TASK PROMPT
Render every line of the records below as a JSON list of strings, one string per line, with blank lines omitted.

** START DATA FOR THE TASK **

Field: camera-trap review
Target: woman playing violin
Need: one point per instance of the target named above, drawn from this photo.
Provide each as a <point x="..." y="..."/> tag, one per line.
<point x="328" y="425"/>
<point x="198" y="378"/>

** END DATA FOR THE TASK **

CORRECT ANSWER
[
  "Field: camera-trap review",
  "Target: woman playing violin",
  "Need: one point per instance of the target named above, drawn from this photo.",
  "Provide each as a <point x=\"...\" y=\"...\"/> tag, one per line.",
  "<point x=\"328\" y=\"425\"/>",
  "<point x=\"198\" y=\"378\"/>"
]